→ MATERIAL FOR THE TASK
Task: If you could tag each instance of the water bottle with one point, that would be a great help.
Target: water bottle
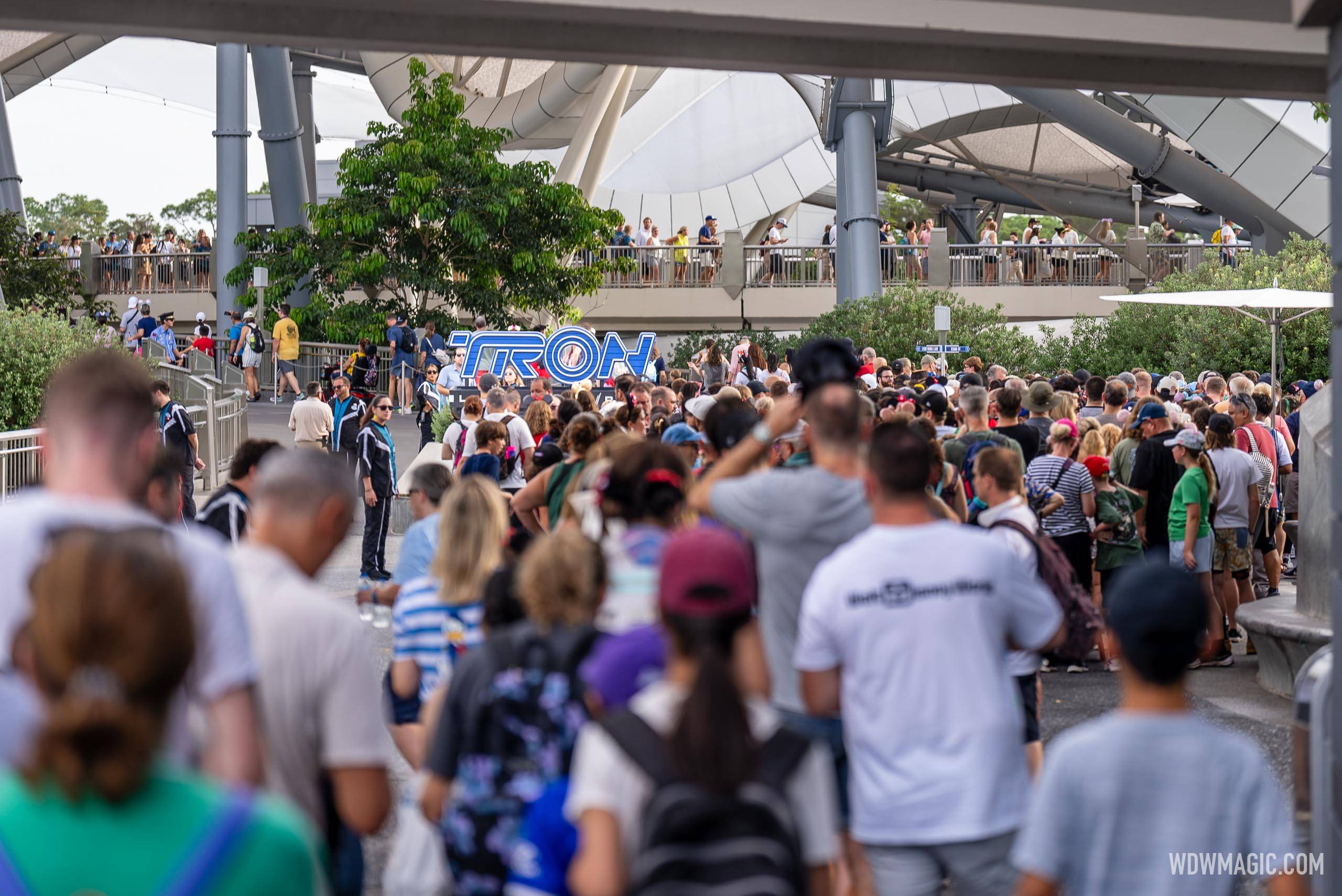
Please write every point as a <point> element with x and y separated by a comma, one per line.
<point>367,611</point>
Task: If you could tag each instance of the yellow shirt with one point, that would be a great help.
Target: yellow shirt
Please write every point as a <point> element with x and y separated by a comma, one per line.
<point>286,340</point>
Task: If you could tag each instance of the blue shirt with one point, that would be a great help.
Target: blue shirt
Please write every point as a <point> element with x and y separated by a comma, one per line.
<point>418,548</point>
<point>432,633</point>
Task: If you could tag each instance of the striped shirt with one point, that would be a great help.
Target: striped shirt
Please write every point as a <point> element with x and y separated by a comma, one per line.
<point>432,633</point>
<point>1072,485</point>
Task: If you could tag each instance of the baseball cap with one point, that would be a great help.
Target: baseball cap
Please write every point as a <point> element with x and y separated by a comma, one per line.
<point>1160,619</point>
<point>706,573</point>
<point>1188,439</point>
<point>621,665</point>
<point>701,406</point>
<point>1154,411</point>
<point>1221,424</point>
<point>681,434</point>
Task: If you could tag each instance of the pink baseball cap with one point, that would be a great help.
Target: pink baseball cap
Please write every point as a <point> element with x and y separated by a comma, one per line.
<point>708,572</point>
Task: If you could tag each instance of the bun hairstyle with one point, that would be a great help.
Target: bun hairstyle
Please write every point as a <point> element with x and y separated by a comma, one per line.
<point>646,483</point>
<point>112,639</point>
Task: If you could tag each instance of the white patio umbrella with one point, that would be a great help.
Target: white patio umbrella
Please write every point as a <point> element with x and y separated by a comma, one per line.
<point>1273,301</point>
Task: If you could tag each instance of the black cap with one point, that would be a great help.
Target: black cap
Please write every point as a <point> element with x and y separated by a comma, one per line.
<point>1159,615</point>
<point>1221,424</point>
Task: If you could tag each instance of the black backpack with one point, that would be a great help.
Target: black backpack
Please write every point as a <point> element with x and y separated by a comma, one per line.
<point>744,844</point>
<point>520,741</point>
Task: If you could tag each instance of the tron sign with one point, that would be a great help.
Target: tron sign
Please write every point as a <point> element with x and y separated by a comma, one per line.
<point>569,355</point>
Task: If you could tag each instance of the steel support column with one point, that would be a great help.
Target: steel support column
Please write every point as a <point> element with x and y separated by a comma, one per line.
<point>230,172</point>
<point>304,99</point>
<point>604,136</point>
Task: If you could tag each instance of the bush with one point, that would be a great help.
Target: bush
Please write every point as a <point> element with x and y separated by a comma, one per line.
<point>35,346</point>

→ WORK INSTRUCTIONS
Write out every line of the records above word for word, leaving out the picture.

→ ANSWER TO THE TASK
Task: If you could tag each instance of the water bottle with one point, that would be a great help.
Target: water bottle
Please write every point as a <point> element with x and y separated by a comma, one per line.
<point>367,611</point>
Task: If you could tag each instance of the yellow shirt with one point, that would be a great help.
Target: yellow shirt
Please write every point as a <point> element with x and y separated by a comma, one per line.
<point>286,340</point>
Task: If you could tag each instance of the blue shirt with one point, that would be a great help.
Target: blue shirt
Please write every point as a <point> element with x and y separated by a comma, one per line.
<point>418,548</point>
<point>432,633</point>
Task: If you could tag each instance of the striped shirt with one point, that would be a great help.
Target: striped shirt
Please write every point as a <point> element with x and y separated by a comma, one per line.
<point>432,633</point>
<point>1072,485</point>
Task: If you could tag each instance of the baseball cap with one point, that would be a great help.
Target: baseball cap
Please write every point as a <point> element with x and y separated by a comma, one per line.
<point>1160,619</point>
<point>706,573</point>
<point>1188,439</point>
<point>621,665</point>
<point>701,406</point>
<point>1154,411</point>
<point>1221,424</point>
<point>681,434</point>
Task: If you could tag each instance of the pink baseball cap with one point, that would be a great help.
Target: pink baseball cap
Please write every point as a <point> element with x and y separated by a comma, one per line.
<point>708,572</point>
Task: If you could tag each instance of the bun hairstyle with one point, that would be a great help.
Target: bun hairstyle
Please write every point as a <point> element with x and y separated by a comma, one per line.
<point>646,483</point>
<point>112,639</point>
Task: If you could tag each instance of the white patio umbrella with one point, that would be a great help.
Target: white patio umbrella
Please write every point as a <point> element with x and y separated by a comma, one per line.
<point>1273,301</point>
Task: If you could tag each instance of the black cap with one point, that would be a great help.
Target: black cap
Please write every point as a <point> element with x and y separated by a comma, one per line.
<point>1159,615</point>
<point>1221,424</point>
Task: If you could tag each instance of the black backpack with one point, that would be a great help.
Target: black backpack
Please write every point as a <point> element with x and y separated by a comma, one per line.
<point>744,844</point>
<point>520,741</point>
Task: If you could tag each instance of the tron sign with one point, that would be a great help.
Target: tron sign
Please write every point as a <point> element with x and y separated by a comma, one per line.
<point>569,355</point>
Task: If you could tag each instance of the steel support column with one point, that would be a great help.
Target: steel support column
Please write every point as a <point> element with x and y separated by a comma, one per line.
<point>230,172</point>
<point>304,99</point>
<point>604,136</point>
Task: If you could tag each instance of the bush with one point, that would be a great help.
Target: bush
Please write every point as a <point> element with x and y separated by a comma, one per line.
<point>35,346</point>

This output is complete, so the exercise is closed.